| ASSIGNED TASK |
Output exactly the lines between the one holding "Practice step: put one dot on every instance of the string" and the last line of the data below, both of those lines included.

| EXCERPTED DATA |
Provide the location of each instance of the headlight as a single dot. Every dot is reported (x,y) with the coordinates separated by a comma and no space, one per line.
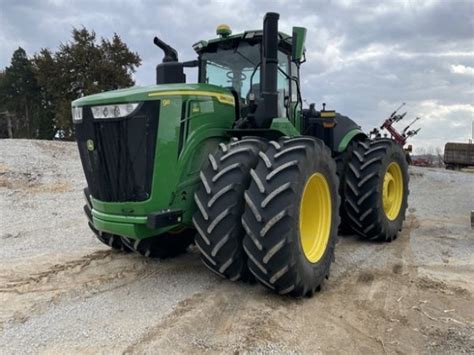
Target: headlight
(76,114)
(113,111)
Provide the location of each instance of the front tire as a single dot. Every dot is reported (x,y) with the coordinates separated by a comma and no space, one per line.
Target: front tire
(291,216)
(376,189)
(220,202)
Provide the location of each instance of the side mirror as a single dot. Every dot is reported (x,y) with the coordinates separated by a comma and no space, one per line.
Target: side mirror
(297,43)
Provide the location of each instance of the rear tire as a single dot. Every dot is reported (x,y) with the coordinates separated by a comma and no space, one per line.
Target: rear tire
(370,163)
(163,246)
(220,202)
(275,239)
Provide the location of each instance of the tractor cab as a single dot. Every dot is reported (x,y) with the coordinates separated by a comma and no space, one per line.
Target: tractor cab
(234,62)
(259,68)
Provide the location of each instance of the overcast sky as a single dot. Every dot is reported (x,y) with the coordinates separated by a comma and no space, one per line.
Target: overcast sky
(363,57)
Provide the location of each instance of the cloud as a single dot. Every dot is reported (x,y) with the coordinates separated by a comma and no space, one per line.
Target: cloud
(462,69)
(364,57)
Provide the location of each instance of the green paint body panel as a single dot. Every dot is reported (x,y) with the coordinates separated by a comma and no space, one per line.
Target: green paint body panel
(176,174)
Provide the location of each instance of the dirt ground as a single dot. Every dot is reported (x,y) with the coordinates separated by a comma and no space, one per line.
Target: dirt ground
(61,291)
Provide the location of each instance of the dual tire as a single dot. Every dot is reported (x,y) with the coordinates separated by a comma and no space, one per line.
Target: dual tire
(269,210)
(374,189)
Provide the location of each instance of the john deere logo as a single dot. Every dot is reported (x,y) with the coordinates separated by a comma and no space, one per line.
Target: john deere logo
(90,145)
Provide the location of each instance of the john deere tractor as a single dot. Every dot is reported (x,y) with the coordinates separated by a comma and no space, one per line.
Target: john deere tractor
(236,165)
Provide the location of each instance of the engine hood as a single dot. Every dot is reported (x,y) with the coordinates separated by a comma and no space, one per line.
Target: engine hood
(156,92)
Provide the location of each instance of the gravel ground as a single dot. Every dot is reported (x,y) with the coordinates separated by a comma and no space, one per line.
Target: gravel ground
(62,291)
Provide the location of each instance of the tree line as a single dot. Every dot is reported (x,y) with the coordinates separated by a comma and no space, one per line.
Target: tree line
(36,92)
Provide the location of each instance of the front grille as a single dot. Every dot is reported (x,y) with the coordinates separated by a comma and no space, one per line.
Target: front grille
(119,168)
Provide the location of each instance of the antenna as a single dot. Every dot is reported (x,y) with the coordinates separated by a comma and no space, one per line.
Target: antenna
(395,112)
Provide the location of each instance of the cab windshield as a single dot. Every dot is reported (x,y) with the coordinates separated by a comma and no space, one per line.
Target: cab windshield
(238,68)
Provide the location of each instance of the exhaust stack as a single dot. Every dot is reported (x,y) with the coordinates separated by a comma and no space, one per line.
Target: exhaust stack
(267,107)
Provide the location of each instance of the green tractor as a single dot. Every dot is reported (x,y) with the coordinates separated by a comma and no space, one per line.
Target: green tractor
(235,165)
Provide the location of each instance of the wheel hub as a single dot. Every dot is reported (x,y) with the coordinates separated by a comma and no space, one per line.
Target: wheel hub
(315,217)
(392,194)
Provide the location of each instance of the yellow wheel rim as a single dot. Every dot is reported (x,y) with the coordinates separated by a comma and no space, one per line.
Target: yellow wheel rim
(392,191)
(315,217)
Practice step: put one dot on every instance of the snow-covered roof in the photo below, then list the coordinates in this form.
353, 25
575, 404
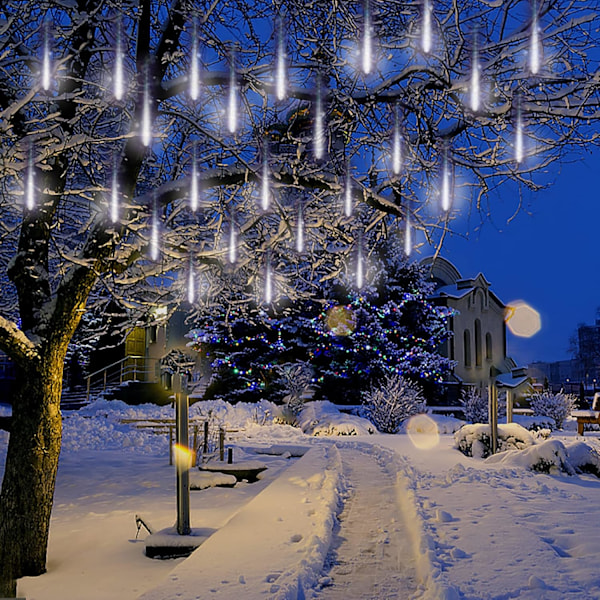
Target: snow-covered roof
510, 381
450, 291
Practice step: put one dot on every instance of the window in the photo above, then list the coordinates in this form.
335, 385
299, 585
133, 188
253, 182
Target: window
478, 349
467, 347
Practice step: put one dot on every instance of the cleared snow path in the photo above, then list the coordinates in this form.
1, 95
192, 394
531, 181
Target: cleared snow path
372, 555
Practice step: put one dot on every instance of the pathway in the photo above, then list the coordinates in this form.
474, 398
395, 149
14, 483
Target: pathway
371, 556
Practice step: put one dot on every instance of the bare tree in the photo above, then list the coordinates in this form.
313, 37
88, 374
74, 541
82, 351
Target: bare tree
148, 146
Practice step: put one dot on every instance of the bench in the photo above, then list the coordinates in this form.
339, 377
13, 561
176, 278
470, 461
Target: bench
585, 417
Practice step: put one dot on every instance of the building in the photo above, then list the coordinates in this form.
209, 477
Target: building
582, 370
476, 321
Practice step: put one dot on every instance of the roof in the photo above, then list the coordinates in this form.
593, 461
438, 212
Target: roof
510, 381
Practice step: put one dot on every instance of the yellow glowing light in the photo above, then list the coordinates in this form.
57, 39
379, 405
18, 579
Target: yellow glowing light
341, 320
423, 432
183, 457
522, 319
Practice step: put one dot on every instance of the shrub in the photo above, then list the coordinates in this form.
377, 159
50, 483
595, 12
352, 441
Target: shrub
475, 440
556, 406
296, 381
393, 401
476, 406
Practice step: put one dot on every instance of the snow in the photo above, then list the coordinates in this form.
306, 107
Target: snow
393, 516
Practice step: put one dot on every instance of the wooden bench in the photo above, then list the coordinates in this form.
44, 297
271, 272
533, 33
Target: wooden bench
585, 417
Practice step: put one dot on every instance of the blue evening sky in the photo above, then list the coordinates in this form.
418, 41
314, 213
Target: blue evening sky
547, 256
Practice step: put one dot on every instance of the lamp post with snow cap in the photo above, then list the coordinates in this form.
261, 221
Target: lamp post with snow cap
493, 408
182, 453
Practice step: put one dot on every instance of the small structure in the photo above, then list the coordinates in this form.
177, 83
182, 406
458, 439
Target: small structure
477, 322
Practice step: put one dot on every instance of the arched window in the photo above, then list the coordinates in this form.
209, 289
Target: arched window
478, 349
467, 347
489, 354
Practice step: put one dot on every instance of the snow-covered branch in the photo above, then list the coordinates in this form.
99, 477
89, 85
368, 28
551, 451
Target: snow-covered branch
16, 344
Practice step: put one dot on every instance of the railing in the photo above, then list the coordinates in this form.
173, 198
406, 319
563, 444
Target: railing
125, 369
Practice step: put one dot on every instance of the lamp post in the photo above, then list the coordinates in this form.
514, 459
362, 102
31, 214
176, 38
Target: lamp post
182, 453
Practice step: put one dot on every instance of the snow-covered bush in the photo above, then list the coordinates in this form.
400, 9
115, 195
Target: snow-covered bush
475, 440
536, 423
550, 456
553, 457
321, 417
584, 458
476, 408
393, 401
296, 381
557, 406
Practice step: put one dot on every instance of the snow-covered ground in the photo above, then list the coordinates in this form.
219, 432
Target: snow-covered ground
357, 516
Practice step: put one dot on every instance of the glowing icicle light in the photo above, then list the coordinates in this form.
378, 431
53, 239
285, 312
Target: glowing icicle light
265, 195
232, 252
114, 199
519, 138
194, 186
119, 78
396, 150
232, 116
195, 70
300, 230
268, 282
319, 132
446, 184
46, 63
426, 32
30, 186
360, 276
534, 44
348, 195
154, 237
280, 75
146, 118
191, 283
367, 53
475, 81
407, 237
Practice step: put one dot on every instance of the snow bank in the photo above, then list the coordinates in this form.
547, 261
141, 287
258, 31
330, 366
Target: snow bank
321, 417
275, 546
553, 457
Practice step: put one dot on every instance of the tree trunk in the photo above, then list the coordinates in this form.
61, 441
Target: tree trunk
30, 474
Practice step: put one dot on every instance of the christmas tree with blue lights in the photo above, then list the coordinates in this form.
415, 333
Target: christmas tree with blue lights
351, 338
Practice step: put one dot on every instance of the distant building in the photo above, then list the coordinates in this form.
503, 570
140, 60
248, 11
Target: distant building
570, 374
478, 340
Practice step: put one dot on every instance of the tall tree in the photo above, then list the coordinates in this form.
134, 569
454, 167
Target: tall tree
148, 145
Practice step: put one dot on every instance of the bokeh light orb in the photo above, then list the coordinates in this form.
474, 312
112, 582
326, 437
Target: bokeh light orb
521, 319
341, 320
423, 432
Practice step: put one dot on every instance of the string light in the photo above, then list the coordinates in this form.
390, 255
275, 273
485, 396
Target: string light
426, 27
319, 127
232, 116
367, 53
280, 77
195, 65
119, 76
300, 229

| WRITTEN RESPONSE |
Practice step: put one dot on every instance of the string light in the photo above, then list the coordinates in this form.
390, 255
275, 273
485, 396
Target: string light
426, 27
319, 127
232, 116
367, 53
280, 77
195, 65
119, 76
300, 229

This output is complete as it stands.